▶ **SHORT EXERCISE A**: Present everything from the line containing "Indicate every instance of the wood-sided" down to the end of the listing as a numbered list, leaving out any blank lines.

▶ **EXCERPT**:
%%
1\. The editing UI is a bit shaky, for example - not handling links that
great.

2\. It doesn't replicate a site perfectly (This shows even on simple sites
like HN)

3\. If you click on a link you go back to the original site.

A modest proposal for improvement - check out TOMODO
API.([http://tomodo.com/api/](http://tomodo.com/api/)).

Their site allows for exactly this kind of modification but, being a
commercial startup, is much more polished. They already solved problems 2 and
3 for you and you can use that tech through the API.

------
flurpitude
Bitdefender Free Edition blocks [http://shrturl.co/](http://shrturl.co/) (says
it's phishing) but doesn't block
[http://shrturl.co/AtYui](http://shrturl.co/AtYui) or other short URLs
generated with the site. Seems like pretty poor logic.

------
calbear81
I can think of a nefarious way to use this: Amazon.com price matching at brick
and mortar stores like Target.
%%
▶ **GIVEN DATA**:
%%
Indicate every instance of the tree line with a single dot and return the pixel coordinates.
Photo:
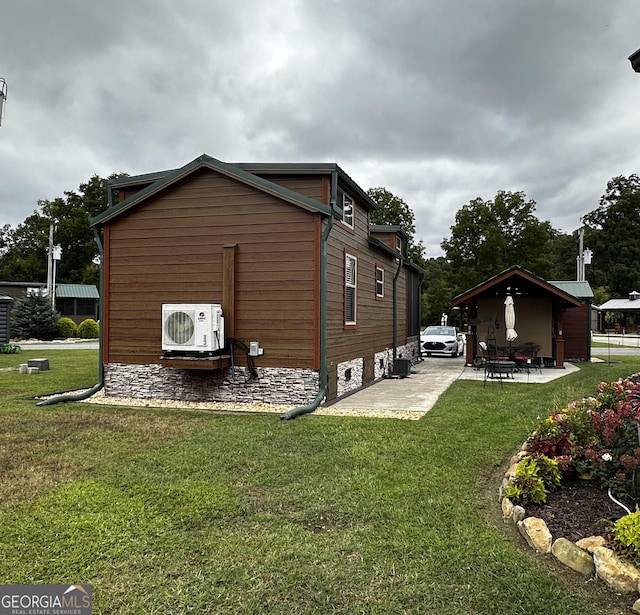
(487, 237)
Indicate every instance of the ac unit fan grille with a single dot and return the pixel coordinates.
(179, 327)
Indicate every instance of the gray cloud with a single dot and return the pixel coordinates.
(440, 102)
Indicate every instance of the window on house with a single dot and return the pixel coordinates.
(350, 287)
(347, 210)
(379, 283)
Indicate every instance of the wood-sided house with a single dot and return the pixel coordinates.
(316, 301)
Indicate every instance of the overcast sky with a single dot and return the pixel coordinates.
%%
▶ **SHORT EXERCISE B**: In the forum thread, copy out everything from "2\. It doesn't" down to "through the API." word for word.

▶ **TASK OUTPUT A**:
1. Indicate every instance of the wood-sided house with a single dot and return the pixel coordinates.
2. (316, 301)
3. Indicate every instance of the overcast sky with a single dot and return the pixel coordinates.

▶ **TASK OUTPUT B**:
2\. It doesn't replicate a site perfectly (This shows even on simple sites
like HN)

3\. If you click on a link you go back to the original site.

A modest proposal for improvement - check out TOMODO
API.([http://tomodo.com/api/](http://tomodo.com/api/)).

Their site allows for exactly this kind of modification but, being a
commercial startup, is much more polished. They already solved problems 2 and
3 for you and you can use that tech through the API.